Your goal:
State only how many lines below include the word "pole".

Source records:
+---+
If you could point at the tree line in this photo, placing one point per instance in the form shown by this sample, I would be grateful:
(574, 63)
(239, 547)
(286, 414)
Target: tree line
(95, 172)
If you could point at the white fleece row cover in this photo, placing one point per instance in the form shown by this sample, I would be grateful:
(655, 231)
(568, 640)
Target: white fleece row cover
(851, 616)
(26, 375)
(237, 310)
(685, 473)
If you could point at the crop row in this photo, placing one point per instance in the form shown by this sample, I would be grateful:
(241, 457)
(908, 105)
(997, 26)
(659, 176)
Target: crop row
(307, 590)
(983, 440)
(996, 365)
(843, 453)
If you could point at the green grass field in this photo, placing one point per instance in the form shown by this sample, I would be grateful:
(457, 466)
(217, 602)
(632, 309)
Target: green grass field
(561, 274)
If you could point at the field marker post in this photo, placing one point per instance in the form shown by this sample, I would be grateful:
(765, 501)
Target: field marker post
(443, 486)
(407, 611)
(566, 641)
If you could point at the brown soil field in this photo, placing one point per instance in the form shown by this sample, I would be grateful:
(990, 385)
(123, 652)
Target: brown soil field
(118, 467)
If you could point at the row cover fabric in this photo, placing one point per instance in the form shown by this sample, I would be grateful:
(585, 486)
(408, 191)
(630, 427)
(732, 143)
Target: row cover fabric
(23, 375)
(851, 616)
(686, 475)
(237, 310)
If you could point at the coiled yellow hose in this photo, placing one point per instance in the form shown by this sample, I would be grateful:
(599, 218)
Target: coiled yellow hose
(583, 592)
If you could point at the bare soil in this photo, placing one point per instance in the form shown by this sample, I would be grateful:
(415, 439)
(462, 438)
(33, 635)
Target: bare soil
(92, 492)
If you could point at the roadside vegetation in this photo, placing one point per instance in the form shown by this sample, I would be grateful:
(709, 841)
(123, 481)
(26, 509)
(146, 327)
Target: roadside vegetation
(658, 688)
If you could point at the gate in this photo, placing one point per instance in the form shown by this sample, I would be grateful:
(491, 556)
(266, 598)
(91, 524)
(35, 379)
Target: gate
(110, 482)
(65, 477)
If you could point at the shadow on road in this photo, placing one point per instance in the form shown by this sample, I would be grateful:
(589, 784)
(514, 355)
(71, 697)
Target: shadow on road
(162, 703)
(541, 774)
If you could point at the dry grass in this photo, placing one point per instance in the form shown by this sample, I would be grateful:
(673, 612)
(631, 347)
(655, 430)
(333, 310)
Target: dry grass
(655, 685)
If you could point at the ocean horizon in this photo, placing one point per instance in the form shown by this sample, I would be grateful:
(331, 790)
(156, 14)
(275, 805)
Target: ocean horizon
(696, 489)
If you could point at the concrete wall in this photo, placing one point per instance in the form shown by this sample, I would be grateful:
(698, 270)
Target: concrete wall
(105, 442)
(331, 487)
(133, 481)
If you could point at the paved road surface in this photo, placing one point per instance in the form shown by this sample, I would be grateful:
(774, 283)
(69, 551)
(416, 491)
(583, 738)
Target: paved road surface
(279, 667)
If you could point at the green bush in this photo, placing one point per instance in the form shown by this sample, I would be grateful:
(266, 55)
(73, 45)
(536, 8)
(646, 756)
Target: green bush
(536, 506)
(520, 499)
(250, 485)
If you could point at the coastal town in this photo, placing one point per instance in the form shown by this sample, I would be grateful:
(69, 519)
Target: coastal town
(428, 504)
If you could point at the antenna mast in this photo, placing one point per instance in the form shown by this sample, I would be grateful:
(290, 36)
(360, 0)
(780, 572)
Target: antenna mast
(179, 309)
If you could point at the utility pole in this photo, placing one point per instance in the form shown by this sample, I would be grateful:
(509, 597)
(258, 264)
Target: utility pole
+---+
Answer for the task:
2